Pointing and labeling entries
********
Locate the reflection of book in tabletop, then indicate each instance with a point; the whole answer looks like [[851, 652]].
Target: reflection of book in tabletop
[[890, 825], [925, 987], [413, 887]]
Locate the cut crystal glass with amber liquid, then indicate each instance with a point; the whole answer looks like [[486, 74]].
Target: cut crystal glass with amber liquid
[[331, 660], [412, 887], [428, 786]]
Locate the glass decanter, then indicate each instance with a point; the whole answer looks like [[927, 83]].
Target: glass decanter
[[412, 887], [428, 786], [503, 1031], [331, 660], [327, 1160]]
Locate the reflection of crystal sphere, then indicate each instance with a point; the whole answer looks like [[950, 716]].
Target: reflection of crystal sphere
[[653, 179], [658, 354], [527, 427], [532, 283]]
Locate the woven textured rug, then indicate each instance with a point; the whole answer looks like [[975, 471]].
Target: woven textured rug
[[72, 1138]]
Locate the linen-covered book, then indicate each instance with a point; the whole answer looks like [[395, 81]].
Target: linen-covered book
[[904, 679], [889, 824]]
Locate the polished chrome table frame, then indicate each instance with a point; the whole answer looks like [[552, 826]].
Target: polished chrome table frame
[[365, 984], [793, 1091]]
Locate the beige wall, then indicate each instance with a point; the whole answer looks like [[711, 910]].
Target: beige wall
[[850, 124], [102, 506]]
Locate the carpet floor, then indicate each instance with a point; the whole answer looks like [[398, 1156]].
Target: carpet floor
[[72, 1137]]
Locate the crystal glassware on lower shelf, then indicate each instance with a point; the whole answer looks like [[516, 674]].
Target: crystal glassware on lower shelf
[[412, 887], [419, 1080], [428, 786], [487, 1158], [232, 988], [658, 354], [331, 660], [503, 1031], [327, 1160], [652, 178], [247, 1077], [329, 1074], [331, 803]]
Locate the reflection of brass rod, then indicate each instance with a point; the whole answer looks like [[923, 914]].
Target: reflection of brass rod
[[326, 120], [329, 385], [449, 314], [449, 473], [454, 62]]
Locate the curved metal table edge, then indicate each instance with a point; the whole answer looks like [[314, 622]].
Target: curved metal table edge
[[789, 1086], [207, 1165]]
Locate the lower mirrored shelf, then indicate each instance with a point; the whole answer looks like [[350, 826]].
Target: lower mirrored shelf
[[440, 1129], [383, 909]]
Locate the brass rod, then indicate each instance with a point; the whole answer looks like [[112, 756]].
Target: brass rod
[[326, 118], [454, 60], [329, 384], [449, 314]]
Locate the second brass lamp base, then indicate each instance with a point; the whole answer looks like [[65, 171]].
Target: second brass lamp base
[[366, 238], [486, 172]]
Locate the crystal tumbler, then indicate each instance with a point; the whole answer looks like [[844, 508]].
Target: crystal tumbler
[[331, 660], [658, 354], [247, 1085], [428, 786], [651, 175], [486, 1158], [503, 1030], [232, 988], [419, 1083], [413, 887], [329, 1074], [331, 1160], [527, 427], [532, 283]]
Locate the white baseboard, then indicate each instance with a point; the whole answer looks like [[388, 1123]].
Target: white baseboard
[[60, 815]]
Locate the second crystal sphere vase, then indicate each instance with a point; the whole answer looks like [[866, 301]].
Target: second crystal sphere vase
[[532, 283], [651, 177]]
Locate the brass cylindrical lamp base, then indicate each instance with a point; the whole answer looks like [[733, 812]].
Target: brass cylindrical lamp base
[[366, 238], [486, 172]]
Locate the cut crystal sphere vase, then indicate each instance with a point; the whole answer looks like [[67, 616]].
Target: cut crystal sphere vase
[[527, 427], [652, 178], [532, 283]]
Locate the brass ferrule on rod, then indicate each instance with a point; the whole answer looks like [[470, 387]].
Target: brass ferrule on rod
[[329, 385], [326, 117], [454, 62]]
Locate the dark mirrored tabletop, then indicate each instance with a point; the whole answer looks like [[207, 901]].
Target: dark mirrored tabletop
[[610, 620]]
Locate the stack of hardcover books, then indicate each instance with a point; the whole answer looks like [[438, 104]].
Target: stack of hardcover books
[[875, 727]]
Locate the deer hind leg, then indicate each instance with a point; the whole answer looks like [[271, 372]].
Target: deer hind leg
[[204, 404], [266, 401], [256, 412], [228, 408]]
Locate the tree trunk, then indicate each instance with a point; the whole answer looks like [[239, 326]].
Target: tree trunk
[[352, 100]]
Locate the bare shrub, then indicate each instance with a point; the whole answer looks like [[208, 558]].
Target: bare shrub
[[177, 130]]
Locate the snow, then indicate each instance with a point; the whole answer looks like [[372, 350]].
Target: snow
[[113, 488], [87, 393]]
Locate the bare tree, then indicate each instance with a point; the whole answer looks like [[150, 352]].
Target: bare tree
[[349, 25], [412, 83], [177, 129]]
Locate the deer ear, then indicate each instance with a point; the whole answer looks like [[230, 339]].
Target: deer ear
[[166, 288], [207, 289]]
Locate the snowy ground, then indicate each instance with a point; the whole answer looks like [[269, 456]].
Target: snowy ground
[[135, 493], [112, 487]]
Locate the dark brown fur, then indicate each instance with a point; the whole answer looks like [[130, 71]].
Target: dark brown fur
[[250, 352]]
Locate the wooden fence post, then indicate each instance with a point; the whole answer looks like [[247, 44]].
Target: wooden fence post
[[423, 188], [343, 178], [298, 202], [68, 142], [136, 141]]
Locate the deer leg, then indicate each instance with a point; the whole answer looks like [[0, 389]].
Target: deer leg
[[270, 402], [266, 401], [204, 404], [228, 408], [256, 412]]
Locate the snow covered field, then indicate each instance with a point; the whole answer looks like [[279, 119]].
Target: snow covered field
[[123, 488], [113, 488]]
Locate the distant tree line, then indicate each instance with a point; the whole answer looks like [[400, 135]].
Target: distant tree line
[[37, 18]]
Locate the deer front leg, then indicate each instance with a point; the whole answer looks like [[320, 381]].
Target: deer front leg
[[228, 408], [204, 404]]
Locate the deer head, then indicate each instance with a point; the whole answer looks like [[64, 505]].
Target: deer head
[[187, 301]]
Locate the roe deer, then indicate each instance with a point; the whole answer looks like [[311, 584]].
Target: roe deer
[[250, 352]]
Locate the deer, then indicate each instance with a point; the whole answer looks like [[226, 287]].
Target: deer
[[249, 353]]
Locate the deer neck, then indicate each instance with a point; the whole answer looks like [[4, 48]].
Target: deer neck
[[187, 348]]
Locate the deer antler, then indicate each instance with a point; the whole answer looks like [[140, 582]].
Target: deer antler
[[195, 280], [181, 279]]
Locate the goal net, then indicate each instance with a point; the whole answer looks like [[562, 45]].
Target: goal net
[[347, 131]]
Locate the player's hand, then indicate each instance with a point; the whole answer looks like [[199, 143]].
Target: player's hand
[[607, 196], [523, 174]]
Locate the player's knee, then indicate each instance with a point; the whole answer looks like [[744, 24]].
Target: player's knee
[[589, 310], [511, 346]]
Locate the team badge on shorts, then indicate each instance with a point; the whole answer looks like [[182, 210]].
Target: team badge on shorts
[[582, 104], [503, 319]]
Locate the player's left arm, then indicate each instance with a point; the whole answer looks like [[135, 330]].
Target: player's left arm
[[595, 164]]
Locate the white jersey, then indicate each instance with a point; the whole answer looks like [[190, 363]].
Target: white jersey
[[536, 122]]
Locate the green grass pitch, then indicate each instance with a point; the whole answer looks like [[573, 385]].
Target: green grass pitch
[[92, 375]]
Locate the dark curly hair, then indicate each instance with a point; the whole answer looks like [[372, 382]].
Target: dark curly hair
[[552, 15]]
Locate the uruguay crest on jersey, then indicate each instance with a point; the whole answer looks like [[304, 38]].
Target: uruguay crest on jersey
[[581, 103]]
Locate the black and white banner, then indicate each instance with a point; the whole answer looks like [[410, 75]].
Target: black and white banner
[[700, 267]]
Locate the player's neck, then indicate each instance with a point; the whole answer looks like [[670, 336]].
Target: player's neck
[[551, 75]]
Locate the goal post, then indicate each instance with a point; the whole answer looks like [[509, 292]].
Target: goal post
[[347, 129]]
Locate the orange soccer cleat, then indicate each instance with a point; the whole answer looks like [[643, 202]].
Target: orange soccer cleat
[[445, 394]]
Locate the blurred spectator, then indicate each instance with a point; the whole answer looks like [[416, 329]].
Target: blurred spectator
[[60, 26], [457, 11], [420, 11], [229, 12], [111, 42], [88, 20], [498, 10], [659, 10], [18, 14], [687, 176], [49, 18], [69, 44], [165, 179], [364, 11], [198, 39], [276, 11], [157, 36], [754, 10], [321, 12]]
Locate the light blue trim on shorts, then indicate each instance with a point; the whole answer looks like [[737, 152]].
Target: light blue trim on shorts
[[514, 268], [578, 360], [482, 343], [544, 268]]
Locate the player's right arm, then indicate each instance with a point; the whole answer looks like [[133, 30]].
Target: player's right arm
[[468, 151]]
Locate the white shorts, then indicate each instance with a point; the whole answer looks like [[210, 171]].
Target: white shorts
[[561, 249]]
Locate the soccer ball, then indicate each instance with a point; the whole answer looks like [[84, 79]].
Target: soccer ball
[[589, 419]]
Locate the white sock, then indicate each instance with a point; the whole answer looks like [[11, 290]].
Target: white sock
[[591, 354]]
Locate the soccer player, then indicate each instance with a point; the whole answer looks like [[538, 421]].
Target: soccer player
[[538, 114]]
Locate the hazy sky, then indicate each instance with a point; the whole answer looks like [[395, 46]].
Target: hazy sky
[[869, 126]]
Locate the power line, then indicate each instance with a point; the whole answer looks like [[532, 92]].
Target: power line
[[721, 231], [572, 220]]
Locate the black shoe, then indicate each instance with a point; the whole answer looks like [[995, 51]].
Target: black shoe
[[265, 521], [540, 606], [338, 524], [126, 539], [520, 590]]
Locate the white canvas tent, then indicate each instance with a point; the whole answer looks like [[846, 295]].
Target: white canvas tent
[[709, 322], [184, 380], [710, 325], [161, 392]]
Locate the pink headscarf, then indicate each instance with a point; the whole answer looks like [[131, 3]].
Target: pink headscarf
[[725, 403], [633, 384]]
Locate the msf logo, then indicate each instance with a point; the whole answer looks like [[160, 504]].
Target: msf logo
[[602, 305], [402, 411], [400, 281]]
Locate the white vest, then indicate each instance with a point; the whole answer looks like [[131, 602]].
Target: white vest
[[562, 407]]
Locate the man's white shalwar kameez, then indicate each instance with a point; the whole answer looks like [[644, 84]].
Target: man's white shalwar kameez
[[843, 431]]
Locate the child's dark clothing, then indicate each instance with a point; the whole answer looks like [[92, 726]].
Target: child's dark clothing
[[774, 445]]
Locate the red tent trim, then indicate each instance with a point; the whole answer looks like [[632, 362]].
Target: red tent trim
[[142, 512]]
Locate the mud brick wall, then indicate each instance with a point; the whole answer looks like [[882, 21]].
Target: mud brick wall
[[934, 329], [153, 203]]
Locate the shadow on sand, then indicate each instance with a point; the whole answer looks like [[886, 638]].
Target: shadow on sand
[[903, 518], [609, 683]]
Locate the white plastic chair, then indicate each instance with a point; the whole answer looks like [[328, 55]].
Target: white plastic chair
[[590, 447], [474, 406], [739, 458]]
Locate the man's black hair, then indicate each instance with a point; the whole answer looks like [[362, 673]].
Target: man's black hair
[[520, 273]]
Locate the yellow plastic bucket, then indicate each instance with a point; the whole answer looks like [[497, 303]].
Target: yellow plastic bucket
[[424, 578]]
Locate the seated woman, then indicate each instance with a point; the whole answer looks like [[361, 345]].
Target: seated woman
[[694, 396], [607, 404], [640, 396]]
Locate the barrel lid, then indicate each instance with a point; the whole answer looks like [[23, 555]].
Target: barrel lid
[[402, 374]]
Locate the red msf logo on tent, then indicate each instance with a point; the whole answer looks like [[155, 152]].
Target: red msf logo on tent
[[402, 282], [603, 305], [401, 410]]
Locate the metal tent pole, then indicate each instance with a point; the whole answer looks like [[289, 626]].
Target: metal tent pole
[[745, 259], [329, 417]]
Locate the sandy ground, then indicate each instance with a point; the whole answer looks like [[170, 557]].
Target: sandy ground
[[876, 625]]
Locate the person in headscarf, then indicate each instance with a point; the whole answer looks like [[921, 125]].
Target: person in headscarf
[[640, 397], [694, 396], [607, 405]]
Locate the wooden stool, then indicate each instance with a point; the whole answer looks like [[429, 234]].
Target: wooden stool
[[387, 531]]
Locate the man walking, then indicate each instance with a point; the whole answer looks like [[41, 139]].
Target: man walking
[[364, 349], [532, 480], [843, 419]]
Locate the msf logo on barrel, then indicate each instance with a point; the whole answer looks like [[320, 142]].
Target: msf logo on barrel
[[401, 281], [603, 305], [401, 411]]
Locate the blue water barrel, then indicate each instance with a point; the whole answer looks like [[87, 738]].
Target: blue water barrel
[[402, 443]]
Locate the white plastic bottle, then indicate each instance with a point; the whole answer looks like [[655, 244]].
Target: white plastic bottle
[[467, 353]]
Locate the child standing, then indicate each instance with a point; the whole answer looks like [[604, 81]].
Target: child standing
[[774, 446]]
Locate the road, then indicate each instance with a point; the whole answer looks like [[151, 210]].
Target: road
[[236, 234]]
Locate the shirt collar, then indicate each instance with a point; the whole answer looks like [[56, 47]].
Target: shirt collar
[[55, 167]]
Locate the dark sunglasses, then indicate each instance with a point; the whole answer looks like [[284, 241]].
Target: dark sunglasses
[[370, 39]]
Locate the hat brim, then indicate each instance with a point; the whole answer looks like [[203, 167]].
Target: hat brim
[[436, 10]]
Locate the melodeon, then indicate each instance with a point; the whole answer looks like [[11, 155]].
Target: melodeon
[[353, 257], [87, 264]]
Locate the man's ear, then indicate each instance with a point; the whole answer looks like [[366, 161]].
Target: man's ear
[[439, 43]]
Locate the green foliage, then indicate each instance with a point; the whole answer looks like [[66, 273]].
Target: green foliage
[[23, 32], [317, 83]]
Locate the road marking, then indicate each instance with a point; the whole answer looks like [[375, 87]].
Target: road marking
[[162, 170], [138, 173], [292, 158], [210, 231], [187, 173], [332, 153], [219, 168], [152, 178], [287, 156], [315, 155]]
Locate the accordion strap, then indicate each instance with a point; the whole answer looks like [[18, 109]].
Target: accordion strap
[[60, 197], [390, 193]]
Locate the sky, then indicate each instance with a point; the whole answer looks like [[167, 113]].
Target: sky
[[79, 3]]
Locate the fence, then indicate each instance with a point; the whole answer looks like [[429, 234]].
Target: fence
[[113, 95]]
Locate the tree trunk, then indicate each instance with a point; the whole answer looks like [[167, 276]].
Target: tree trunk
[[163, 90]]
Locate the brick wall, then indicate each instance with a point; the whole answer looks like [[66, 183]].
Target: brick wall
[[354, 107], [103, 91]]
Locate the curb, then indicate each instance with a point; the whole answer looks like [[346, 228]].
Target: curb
********
## [Exercise aim]
Please put the material into a numbered list, starting with the line that contains "Locate the white canvas" and going on through the line that contains "[[602, 305], [402, 411], [400, 281]]", and leave out any blank lines.

## [Correct result]
1. Locate the white canvas tent, then indicate each instance with a point; the whole answer looks like [[846, 295]].
2. Target: white canvas tent
3. [[709, 322], [184, 380], [710, 325], [161, 392]]
4. Locate the pink headscarf, then indicate each instance with a point; the whole answer looks like [[131, 3]].
5. Target: pink headscarf
6. [[725, 403], [633, 384]]
7. Locate the msf logo, then indicate each instance with a point; the whole answer looks like [[160, 504]].
8. Target: msf logo
9. [[602, 305], [402, 411], [400, 281]]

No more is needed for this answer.